**Blocco di testo**
◇ ◇ ◇
Note di sceneggiatura del film
Nel concepire dapprima e nello scrivere poi Dreaming Alaska, mi sono trovato d'innanzi ad un interrogativo ben preciso: come fare in modo che avesse ragione di esistere? Come giustificare l'esistenza di un sequel a 15 anni di distanza dall'originale? Aveva un senso dare continuità ad una storia la cui trama di fatto era contestualizzata ad un giocare di bambini essenzialmente ripreso da una telecamera? La chiave di lettura fu proprio il “gioco fatto da bambini”, l'Alaska immaginata anziché davvero vissuta: perché non svestire l'Alaska del connotato meramente geografico per conferirle l'aura della metafora del concetto di “sogno”, di progetto di vita? Allora ecco l'illuminazione: i due personaggi principali non erano più i “promettenti geologi” di Alaska originale, ma erano quei due bambini che, giocando, si erano ripresi con una vecchia videocamera, diventati grandi e caduti in quella gigante pozza di fango conosciuta come quotidianità, in altre parole eravamo noi: Emanuele Valla e Dario D'Ambrosio.
◇ ◇ ◇
**Dati forniti**
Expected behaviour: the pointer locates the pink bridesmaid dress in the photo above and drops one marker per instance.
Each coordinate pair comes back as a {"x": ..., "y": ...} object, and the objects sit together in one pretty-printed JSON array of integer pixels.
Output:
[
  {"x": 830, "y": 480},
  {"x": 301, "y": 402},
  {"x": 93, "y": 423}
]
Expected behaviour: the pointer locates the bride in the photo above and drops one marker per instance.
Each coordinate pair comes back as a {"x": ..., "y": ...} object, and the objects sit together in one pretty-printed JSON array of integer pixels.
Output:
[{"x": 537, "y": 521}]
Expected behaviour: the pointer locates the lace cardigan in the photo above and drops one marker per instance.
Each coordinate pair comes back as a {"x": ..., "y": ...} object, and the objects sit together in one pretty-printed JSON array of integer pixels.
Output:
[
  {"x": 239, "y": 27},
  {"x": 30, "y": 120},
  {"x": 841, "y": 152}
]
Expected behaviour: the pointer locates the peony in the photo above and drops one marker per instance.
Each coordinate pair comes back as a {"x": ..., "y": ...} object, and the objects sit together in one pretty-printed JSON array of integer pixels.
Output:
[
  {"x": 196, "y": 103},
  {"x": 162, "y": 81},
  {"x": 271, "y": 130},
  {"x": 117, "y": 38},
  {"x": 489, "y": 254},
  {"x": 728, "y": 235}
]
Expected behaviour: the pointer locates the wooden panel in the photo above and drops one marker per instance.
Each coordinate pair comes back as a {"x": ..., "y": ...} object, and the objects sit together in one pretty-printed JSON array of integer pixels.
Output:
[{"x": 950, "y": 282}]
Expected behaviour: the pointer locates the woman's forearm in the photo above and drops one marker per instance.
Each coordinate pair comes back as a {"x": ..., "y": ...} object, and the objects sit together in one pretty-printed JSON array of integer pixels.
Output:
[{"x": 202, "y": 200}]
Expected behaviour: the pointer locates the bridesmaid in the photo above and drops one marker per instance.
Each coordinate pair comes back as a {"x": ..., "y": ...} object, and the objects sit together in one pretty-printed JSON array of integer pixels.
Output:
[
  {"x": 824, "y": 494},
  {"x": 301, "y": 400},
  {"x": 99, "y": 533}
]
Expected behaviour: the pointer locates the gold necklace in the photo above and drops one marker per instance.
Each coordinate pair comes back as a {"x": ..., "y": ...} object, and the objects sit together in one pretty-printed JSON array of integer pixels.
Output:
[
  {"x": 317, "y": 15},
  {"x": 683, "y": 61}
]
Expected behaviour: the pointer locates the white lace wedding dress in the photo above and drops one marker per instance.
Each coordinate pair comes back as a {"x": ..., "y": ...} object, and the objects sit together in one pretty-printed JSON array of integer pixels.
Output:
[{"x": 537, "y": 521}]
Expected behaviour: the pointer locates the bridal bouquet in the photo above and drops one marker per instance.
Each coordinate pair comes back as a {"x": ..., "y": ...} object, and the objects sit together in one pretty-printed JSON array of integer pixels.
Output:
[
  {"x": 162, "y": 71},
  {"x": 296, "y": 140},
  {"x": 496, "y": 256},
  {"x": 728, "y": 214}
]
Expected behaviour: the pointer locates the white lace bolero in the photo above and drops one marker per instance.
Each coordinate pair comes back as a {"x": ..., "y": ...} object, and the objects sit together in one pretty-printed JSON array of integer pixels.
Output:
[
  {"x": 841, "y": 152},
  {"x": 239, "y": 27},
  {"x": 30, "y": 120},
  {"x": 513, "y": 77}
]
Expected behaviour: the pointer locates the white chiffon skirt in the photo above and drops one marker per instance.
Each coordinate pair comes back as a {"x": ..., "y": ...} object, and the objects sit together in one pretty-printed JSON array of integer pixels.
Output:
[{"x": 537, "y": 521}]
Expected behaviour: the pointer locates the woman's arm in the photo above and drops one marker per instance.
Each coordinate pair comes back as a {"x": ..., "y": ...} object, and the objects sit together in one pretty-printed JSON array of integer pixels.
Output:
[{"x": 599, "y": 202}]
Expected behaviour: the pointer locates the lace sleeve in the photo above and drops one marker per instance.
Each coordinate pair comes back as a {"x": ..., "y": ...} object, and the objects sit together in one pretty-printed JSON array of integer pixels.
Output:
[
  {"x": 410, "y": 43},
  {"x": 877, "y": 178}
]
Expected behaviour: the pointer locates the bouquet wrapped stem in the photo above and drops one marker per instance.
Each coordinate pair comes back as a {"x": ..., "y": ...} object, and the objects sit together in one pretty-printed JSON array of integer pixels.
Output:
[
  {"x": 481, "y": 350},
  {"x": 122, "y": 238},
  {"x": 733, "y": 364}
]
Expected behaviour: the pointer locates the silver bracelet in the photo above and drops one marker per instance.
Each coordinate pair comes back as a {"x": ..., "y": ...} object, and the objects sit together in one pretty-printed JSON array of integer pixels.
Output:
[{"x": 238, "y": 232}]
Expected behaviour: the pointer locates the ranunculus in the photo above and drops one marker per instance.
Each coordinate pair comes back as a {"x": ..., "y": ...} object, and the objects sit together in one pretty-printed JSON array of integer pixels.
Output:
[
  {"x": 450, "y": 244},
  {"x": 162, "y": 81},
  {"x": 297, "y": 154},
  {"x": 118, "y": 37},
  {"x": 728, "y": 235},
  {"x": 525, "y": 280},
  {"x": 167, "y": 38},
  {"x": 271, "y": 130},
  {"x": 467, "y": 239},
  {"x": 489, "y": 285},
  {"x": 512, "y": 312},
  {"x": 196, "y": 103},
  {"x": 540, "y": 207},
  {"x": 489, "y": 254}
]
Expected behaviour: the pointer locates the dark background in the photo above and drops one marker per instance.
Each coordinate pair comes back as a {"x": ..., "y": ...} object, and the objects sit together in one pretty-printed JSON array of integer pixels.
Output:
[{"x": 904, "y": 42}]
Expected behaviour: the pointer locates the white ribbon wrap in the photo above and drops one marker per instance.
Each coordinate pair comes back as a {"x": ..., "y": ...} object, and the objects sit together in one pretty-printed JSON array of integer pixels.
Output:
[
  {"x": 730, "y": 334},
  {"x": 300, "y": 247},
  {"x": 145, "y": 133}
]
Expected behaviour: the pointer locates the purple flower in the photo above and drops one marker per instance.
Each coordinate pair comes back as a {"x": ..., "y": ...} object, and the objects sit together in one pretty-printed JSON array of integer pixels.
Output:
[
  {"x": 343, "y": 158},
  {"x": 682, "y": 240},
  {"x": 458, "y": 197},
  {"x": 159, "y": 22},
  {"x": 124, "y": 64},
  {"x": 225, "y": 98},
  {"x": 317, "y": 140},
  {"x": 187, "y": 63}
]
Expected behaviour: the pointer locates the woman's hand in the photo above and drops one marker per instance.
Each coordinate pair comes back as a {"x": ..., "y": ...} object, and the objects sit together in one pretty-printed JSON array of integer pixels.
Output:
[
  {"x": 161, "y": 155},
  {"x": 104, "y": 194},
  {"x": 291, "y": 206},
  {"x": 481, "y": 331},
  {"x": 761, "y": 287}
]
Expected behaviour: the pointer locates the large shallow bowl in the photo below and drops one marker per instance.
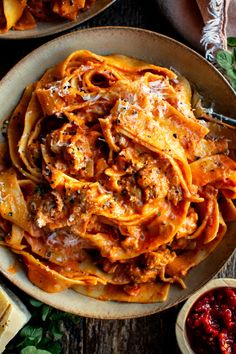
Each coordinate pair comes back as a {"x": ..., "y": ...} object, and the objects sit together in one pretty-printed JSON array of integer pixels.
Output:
[
  {"x": 151, "y": 47},
  {"x": 48, "y": 28}
]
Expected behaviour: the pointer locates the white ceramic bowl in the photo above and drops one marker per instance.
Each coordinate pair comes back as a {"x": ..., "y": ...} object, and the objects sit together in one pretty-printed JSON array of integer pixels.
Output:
[
  {"x": 151, "y": 47},
  {"x": 56, "y": 26},
  {"x": 180, "y": 328}
]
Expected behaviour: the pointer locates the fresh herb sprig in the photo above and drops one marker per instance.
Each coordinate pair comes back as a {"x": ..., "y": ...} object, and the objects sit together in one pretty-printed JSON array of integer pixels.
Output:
[
  {"x": 43, "y": 333},
  {"x": 227, "y": 61}
]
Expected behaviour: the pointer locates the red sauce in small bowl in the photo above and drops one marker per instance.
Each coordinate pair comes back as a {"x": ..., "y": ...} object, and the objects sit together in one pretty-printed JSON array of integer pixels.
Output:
[{"x": 211, "y": 322}]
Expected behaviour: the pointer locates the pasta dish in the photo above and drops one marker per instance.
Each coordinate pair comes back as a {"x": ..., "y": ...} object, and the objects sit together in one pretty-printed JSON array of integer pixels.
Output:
[
  {"x": 116, "y": 183},
  {"x": 24, "y": 14}
]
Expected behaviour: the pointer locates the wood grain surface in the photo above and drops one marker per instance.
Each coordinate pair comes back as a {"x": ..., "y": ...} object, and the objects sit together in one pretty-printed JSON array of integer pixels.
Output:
[{"x": 153, "y": 334}]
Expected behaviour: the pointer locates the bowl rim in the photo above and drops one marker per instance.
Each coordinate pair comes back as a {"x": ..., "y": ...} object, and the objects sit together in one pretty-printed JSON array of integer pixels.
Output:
[
  {"x": 100, "y": 28},
  {"x": 62, "y": 26},
  {"x": 141, "y": 312},
  {"x": 180, "y": 328}
]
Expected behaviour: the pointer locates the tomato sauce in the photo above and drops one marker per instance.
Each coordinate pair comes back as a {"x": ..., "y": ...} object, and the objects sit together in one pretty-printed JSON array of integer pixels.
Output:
[{"x": 211, "y": 322}]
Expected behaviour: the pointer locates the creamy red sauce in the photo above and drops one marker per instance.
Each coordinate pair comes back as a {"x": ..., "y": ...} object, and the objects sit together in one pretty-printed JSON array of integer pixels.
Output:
[{"x": 211, "y": 323}]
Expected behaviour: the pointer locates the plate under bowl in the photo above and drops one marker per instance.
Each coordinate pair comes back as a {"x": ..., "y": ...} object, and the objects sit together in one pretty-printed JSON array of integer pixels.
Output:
[{"x": 154, "y": 48}]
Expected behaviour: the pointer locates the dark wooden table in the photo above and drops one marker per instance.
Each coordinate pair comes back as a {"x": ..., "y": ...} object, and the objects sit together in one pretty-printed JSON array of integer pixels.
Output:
[{"x": 147, "y": 335}]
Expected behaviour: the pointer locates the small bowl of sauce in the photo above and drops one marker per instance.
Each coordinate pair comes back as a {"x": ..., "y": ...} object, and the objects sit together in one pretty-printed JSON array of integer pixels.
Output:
[{"x": 207, "y": 322}]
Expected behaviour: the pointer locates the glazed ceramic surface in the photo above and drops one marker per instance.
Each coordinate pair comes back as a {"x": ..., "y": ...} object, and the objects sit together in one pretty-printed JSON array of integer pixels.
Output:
[
  {"x": 153, "y": 48},
  {"x": 48, "y": 28},
  {"x": 180, "y": 328}
]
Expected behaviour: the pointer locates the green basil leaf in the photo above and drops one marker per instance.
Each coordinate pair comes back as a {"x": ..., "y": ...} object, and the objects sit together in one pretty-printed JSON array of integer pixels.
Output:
[
  {"x": 231, "y": 73},
  {"x": 32, "y": 333},
  {"x": 33, "y": 350},
  {"x": 234, "y": 56},
  {"x": 45, "y": 311},
  {"x": 231, "y": 41},
  {"x": 224, "y": 59},
  {"x": 54, "y": 348},
  {"x": 56, "y": 332}
]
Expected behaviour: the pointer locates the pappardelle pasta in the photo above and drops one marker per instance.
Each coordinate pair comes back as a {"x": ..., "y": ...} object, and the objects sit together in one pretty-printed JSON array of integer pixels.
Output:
[
  {"x": 116, "y": 185},
  {"x": 24, "y": 14}
]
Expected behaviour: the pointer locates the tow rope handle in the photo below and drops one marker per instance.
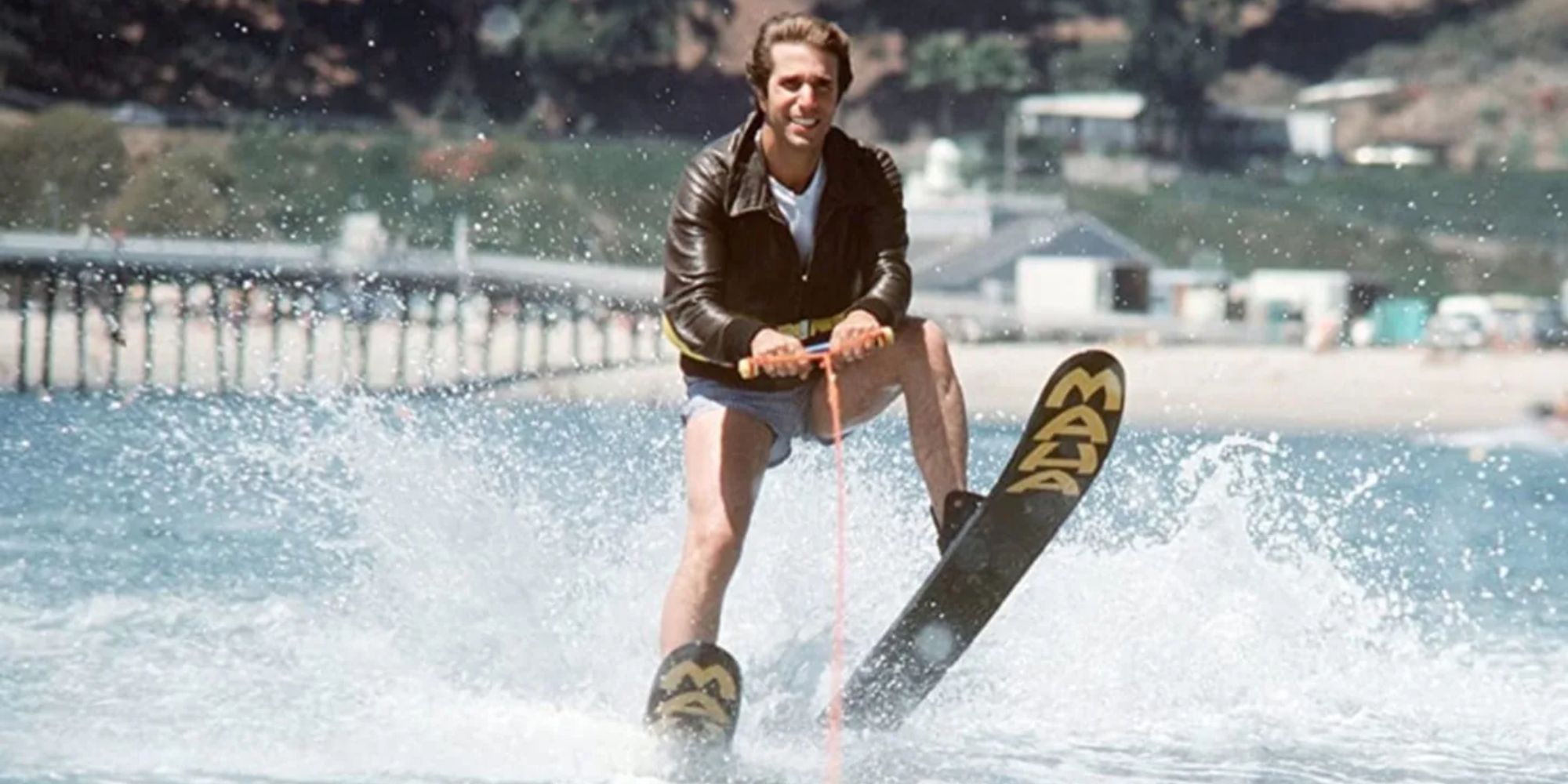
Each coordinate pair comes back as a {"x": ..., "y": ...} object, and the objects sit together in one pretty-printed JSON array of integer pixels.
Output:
[{"x": 819, "y": 352}]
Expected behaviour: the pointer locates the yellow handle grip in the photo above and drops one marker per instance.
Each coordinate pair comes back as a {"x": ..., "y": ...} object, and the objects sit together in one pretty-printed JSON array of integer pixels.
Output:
[{"x": 750, "y": 369}]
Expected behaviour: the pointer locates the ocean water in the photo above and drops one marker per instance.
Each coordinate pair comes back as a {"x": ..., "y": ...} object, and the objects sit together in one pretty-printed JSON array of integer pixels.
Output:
[{"x": 468, "y": 590}]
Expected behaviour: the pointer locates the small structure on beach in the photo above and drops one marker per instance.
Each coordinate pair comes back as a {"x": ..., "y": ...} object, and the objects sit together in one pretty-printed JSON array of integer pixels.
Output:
[{"x": 1308, "y": 305}]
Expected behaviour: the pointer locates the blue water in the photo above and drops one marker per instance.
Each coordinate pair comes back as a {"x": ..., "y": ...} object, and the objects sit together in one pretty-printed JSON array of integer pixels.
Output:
[{"x": 434, "y": 590}]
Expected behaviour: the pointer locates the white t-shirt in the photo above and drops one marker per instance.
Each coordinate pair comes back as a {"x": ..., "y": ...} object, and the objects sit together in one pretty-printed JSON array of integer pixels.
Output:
[{"x": 800, "y": 211}]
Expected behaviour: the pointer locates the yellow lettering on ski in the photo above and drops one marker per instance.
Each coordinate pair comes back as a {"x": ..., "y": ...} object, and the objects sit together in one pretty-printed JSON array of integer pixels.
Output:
[
  {"x": 1042, "y": 459},
  {"x": 1054, "y": 481},
  {"x": 1080, "y": 423},
  {"x": 700, "y": 677},
  {"x": 1087, "y": 387}
]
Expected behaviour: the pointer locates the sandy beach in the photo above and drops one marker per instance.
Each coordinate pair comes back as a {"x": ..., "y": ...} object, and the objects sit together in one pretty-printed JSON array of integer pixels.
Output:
[{"x": 1221, "y": 388}]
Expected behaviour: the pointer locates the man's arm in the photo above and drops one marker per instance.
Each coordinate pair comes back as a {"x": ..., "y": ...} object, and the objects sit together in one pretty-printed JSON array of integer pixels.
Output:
[
  {"x": 695, "y": 270},
  {"x": 888, "y": 297}
]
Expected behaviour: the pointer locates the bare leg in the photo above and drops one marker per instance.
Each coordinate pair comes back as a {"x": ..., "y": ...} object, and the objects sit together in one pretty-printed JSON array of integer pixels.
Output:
[
  {"x": 727, "y": 454},
  {"x": 920, "y": 368}
]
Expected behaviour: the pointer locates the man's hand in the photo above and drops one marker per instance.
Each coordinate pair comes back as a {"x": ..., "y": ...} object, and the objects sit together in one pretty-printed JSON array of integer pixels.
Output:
[
  {"x": 852, "y": 339},
  {"x": 772, "y": 343}
]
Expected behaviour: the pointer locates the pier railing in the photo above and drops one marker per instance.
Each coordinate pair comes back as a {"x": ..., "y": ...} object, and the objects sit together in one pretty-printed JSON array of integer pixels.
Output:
[{"x": 98, "y": 314}]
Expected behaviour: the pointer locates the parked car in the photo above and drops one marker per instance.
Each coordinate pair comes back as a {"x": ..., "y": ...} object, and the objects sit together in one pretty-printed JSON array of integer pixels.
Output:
[
  {"x": 1552, "y": 332},
  {"x": 1456, "y": 332}
]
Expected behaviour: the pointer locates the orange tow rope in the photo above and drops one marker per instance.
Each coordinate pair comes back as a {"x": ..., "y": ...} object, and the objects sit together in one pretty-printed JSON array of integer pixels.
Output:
[
  {"x": 840, "y": 612},
  {"x": 749, "y": 369}
]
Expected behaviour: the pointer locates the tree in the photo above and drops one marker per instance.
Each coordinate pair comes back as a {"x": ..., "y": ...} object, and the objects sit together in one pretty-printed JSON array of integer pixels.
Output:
[
  {"x": 1178, "y": 51},
  {"x": 62, "y": 170},
  {"x": 954, "y": 64}
]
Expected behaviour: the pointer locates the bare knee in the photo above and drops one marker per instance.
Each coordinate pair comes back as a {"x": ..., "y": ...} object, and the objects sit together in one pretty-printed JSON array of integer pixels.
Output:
[
  {"x": 924, "y": 344},
  {"x": 713, "y": 546}
]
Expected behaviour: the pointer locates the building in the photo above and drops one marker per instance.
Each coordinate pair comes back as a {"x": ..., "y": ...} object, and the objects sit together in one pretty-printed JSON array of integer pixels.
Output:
[
  {"x": 1061, "y": 269},
  {"x": 1313, "y": 305},
  {"x": 1114, "y": 123}
]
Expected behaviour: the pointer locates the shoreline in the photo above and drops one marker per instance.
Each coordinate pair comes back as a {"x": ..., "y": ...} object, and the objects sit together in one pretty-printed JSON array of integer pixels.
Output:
[{"x": 1214, "y": 388}]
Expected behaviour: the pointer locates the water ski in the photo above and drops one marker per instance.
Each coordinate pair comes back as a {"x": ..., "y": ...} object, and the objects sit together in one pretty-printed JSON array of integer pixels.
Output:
[
  {"x": 1062, "y": 451},
  {"x": 695, "y": 702}
]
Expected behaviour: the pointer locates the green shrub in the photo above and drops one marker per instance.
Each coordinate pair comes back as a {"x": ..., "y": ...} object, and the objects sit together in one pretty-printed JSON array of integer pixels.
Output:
[
  {"x": 62, "y": 170},
  {"x": 183, "y": 194}
]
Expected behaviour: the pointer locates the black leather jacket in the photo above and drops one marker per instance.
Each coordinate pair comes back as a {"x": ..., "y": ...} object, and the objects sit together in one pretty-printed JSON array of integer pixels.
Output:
[{"x": 731, "y": 267}]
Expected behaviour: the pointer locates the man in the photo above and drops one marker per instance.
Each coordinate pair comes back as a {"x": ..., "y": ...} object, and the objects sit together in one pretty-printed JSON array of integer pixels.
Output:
[{"x": 785, "y": 233}]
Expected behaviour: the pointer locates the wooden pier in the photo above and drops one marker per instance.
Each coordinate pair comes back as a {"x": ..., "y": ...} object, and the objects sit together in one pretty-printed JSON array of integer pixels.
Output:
[{"x": 90, "y": 314}]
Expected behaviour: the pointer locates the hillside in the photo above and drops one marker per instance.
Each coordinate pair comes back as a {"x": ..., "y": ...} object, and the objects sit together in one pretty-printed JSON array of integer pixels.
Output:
[{"x": 1489, "y": 78}]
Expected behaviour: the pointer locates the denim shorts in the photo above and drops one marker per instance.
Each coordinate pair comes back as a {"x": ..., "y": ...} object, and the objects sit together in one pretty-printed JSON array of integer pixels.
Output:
[{"x": 786, "y": 413}]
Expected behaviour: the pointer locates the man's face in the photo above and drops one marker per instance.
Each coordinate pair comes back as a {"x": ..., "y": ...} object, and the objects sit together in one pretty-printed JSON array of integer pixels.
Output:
[{"x": 804, "y": 93}]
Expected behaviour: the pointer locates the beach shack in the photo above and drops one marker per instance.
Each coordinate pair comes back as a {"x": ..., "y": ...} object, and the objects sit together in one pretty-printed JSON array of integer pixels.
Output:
[{"x": 1308, "y": 305}]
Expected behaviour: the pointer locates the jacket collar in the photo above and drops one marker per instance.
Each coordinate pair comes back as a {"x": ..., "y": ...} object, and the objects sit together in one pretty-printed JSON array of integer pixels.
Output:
[{"x": 749, "y": 180}]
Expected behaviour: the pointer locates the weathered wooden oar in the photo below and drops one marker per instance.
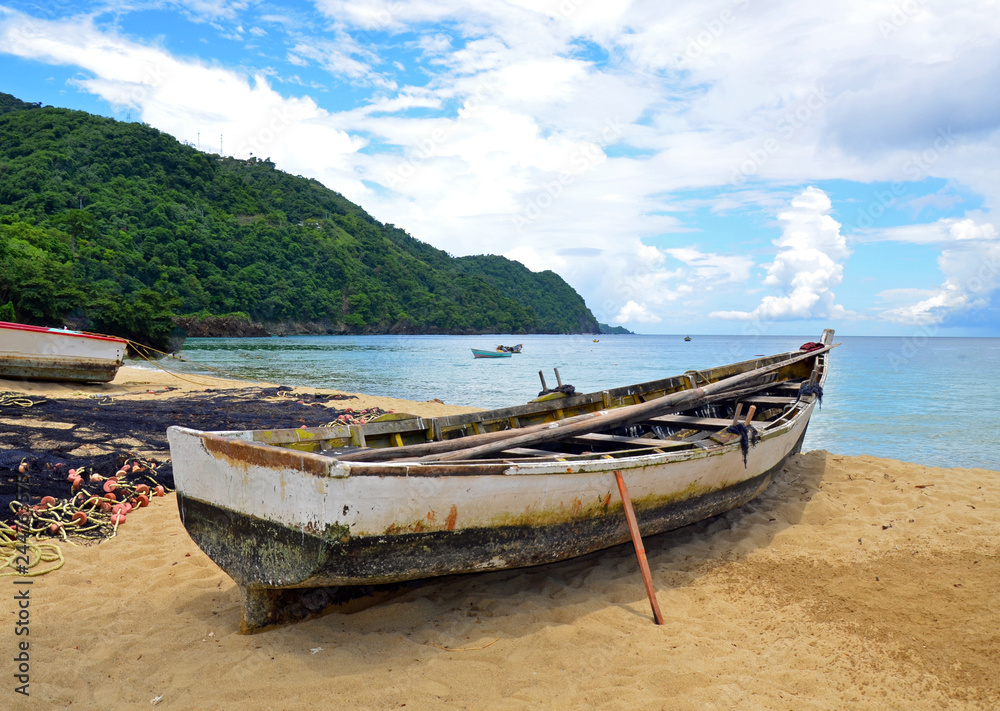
◇ ◇ ◇
**Istruzione operativa**
Secondo le note di sceneggiatura, a quanti anni di distanza dall'originale si colloca il sequel Dreaming Alaska? Le voci non sono necessarie per svolgere il lavoro.

**Risposta al compito**
A 15 anni di distanza dall'originale.